> EXTRACT PROVIDED:
□ □ □ □

Friday, 13 April 2012

Nursing on the wrong path

Things have come a long way from the time when Margaret Thatcher felt able to imply the low professional status of nurses by declaring that it was a good way to get a husband. (As I recall, she was excusing their low pay at the time. Some things do not change.) But they may have gone too far in the opposite direction.

I make no apologies for linking to Independent articles which are based on the English NHS, because the basic pattern of nursing careers is the same in Wales, having been set before devolution. In a series which started last  Tuesday (and continued on Wednesdayyesterday and today), Christina Patterson examined the perception that today's nurses suffer from callousness, or at best a deficit of compassion. As the first article showed, the starting point for the series was her own experience as a surgical patient.

The introduction to the Wednesday article is significant: "When I asked people who worked, or had worked, in the NHS what they thought had caused the biggest changes in nursing care, nearly all of them mentioned something called Project 2000. This was a new system introduced in the early 1990s, which moved the training of nurses out of hospitals and into universities. Instead of the old apprenticeship system where nurses were attached to hospital schools, and trained on the job, they now had to study off-site for a diploma, or degree. And now, even the diplomas are being phased out. By next year, all nurses who qualify in this country will have to get a degree. [...]

"It wouldn't be fair to say that Project 2000 has produced nurses who are 'too posh to wash', or that their training is all about theory, and not practice. Trainee nurses do spend about half their training time on the wards, but they are supervised by 'mentors' who are often too busy doing paperwork to help them turn theory into practice."

This shift towards an academic approach to nursing mirrors what has been happening in local government social services. In the opinion of many people it needs to be reversed, in both professions.

I invite comments and/or corrections from anyone with informed views.

1 comment:

Anonymous said...

Interesting blog yet again Cllr Little.

Both myself & my wife have been in hospital for day procedure; in my wife's case Carpel Tunnel surgery.... The nurse doing her sling after the procedure, couldn't manage an elevated arm sling, I ended up doing it!

□ □ □ □

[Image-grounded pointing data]
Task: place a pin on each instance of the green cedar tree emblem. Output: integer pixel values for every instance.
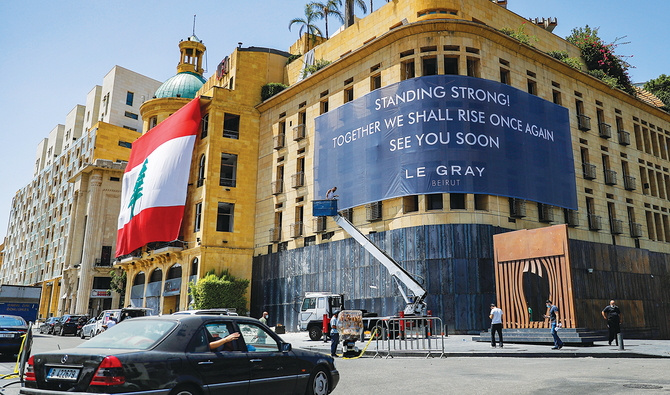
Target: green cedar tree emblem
(137, 189)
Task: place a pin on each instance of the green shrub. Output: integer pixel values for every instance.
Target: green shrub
(271, 89)
(292, 58)
(225, 291)
(313, 68)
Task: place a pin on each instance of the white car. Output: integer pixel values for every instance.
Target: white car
(88, 329)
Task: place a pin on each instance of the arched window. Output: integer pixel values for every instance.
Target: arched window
(174, 271)
(139, 279)
(201, 171)
(156, 275)
(194, 267)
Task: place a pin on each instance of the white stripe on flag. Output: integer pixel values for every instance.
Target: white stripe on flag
(165, 179)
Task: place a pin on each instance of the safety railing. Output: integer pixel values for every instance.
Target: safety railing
(410, 335)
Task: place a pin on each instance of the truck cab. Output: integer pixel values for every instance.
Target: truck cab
(314, 306)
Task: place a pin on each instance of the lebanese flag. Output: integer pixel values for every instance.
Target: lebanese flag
(154, 184)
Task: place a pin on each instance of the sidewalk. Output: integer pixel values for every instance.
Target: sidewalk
(463, 346)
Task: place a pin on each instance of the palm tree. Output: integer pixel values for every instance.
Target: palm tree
(349, 10)
(307, 24)
(324, 9)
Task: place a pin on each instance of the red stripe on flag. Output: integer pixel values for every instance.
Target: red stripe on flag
(151, 224)
(184, 122)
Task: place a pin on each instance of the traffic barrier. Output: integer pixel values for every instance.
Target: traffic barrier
(410, 335)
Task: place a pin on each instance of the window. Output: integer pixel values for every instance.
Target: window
(224, 217)
(198, 216)
(375, 82)
(131, 115)
(451, 65)
(434, 201)
(349, 94)
(228, 170)
(505, 76)
(532, 87)
(457, 201)
(231, 126)
(407, 70)
(201, 171)
(473, 67)
(429, 66)
(204, 126)
(257, 338)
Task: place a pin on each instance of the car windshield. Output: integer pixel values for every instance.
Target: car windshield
(11, 321)
(132, 334)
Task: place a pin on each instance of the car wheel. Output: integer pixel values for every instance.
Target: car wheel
(315, 333)
(319, 384)
(185, 390)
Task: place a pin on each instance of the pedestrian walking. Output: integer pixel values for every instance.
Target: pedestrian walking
(614, 318)
(553, 317)
(334, 334)
(496, 325)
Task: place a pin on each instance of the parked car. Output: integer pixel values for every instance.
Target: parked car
(48, 325)
(230, 311)
(118, 315)
(171, 354)
(12, 327)
(88, 329)
(69, 324)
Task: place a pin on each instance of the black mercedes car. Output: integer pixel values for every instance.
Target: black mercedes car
(172, 355)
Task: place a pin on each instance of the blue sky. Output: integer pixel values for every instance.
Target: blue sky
(54, 52)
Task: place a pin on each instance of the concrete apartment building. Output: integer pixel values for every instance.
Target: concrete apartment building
(62, 225)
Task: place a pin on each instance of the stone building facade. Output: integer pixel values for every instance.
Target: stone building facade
(62, 225)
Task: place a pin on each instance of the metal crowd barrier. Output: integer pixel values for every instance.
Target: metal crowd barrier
(410, 335)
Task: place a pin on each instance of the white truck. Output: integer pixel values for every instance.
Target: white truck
(316, 304)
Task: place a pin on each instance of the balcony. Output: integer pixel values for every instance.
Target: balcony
(545, 213)
(605, 130)
(275, 234)
(583, 122)
(298, 180)
(278, 187)
(278, 141)
(373, 211)
(320, 224)
(299, 132)
(610, 177)
(616, 226)
(517, 208)
(595, 222)
(589, 171)
(635, 229)
(296, 229)
(624, 137)
(571, 218)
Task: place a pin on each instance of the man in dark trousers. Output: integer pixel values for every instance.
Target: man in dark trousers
(553, 317)
(614, 317)
(496, 325)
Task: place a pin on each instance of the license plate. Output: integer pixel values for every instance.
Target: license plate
(63, 374)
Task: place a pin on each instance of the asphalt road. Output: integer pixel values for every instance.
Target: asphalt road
(469, 375)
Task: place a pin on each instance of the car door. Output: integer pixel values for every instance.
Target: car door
(222, 372)
(272, 371)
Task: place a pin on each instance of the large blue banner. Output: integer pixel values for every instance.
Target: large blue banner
(443, 134)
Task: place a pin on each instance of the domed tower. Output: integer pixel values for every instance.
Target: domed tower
(178, 90)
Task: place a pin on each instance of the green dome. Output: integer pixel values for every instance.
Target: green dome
(184, 85)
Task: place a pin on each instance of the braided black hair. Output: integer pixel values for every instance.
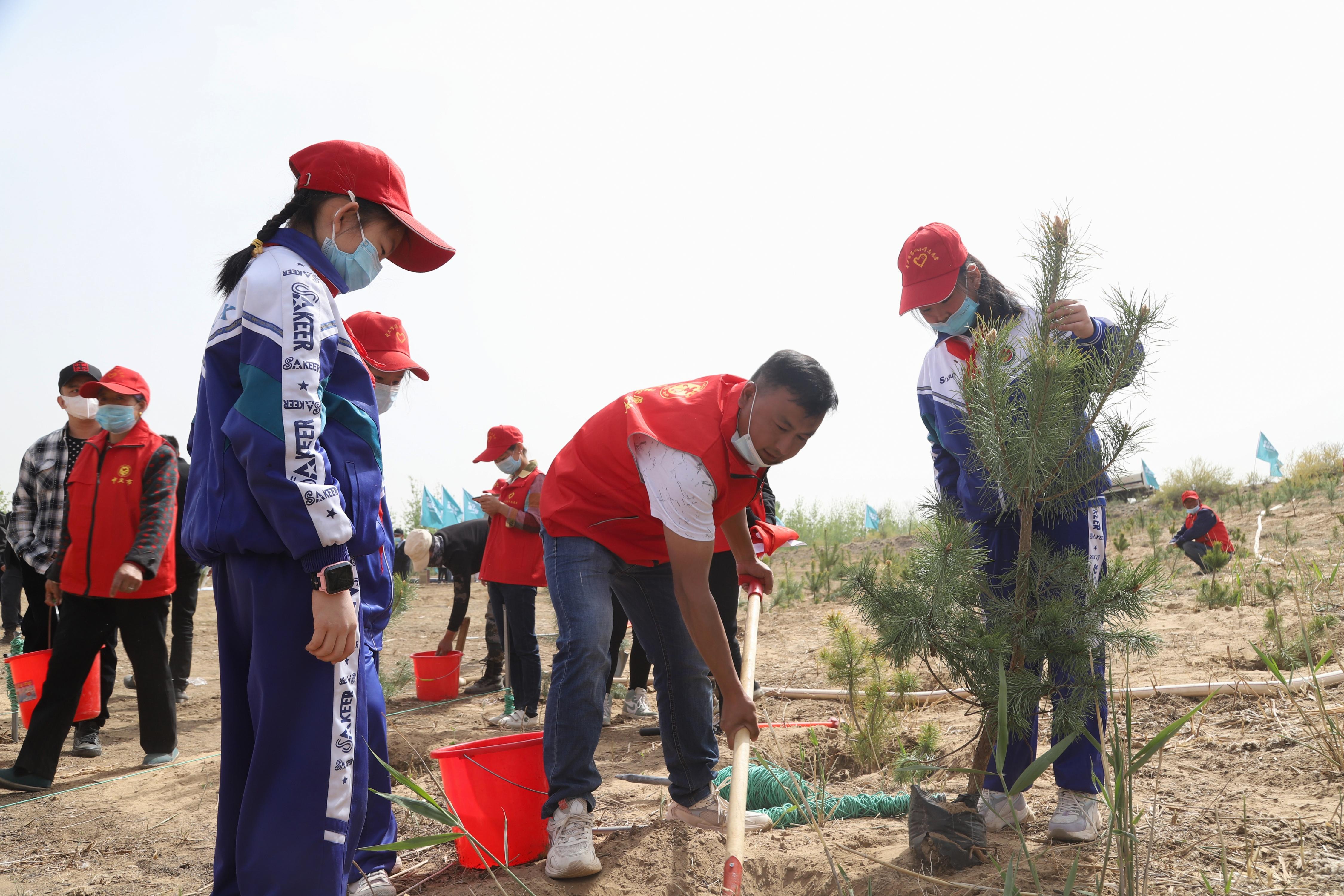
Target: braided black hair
(995, 299)
(300, 210)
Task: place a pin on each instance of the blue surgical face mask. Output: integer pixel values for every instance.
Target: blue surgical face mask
(358, 268)
(117, 418)
(385, 395)
(961, 320)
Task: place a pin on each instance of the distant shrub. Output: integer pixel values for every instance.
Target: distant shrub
(1318, 463)
(1210, 480)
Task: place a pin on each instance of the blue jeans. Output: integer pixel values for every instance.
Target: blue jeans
(518, 604)
(582, 577)
(1080, 766)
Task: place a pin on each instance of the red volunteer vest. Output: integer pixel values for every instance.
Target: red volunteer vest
(513, 555)
(103, 504)
(595, 490)
(1218, 535)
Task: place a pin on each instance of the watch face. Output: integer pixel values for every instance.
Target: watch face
(339, 578)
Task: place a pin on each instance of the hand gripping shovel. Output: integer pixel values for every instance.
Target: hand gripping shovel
(742, 751)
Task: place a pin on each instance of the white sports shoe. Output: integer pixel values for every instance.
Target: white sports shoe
(570, 832)
(517, 721)
(713, 813)
(377, 884)
(1077, 817)
(638, 705)
(998, 814)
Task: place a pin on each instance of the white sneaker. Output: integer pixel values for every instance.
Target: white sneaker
(638, 705)
(713, 813)
(1077, 817)
(995, 811)
(377, 884)
(517, 721)
(570, 832)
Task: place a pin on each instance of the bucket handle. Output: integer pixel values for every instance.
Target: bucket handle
(502, 777)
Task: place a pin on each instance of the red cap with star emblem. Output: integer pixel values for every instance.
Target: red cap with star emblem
(929, 264)
(501, 440)
(339, 166)
(122, 381)
(382, 342)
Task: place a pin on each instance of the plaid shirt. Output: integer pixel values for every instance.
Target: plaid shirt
(39, 500)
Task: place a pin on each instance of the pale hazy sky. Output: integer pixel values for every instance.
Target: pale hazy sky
(647, 194)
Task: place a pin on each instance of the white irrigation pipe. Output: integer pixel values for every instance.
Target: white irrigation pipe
(1260, 523)
(1195, 690)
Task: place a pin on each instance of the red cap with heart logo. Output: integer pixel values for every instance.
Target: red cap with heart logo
(339, 166)
(499, 440)
(382, 342)
(929, 264)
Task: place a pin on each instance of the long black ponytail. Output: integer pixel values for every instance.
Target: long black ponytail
(300, 210)
(994, 297)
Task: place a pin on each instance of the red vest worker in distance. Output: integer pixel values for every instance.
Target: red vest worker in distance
(513, 569)
(115, 569)
(1202, 531)
(632, 507)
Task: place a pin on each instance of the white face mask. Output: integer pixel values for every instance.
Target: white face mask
(744, 443)
(386, 395)
(81, 409)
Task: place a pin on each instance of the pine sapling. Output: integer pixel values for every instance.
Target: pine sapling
(1044, 417)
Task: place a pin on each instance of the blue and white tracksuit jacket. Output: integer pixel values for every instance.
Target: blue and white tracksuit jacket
(287, 479)
(941, 409)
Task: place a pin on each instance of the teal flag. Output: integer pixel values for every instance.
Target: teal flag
(1267, 452)
(471, 510)
(1150, 480)
(452, 514)
(432, 515)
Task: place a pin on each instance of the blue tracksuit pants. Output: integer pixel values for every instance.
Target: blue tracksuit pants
(1080, 766)
(294, 769)
(380, 824)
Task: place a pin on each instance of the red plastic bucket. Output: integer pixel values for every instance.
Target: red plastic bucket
(436, 678)
(30, 672)
(493, 784)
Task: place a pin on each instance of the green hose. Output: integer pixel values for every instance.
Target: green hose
(776, 793)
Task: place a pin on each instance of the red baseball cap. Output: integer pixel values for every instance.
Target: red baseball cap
(339, 166)
(382, 342)
(122, 381)
(501, 440)
(929, 264)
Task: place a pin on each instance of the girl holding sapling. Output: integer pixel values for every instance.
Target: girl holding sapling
(284, 501)
(952, 293)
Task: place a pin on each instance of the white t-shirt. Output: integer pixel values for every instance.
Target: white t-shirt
(681, 490)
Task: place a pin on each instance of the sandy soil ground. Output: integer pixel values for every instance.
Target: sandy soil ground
(1238, 789)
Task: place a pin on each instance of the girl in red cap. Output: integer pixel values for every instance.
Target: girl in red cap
(286, 492)
(951, 292)
(385, 349)
(513, 567)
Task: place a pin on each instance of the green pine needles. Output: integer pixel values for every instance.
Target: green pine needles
(1042, 414)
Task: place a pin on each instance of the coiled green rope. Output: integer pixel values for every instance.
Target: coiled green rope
(776, 793)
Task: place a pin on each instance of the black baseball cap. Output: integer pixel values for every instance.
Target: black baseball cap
(76, 370)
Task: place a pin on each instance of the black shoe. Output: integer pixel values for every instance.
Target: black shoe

□ □ □ □

> PROBLEM TO WORK ON: Update the blog post on nursing, starting at "I make no apologies" and ending at "a surgical patient.", with "Scotland" in place of "Wales".

> RESPONSE AREA:
I make no apologies for linking to Independent articles which are based on the English NHS, because the basic pattern of nursing careers is the same in Scotland, having been set before devolution. In a series which started last  Tuesday (and continued on Wednesdayyesterday and today), Christina Patterson examined the perception that today's nurses suffer from callousness, or at best a deficit of compassion. As the first article showed, the starting point for the series was her own experience as a surgical patient.